# Task to complete
Reproduce every one of the entries below word for word, including each line that follows it.

# Data for this exercise
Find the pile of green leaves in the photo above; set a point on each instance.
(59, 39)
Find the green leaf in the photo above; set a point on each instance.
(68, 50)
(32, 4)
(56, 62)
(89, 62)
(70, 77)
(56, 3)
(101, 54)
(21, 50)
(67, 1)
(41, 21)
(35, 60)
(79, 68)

# Result
Find the pile of green leaves in the photo above; set a point on each instance.
(59, 39)
Find the green leaf in the photo above; set a point on each instance.
(68, 50)
(32, 4)
(56, 62)
(89, 62)
(70, 77)
(56, 3)
(101, 54)
(21, 50)
(67, 1)
(41, 21)
(35, 60)
(79, 68)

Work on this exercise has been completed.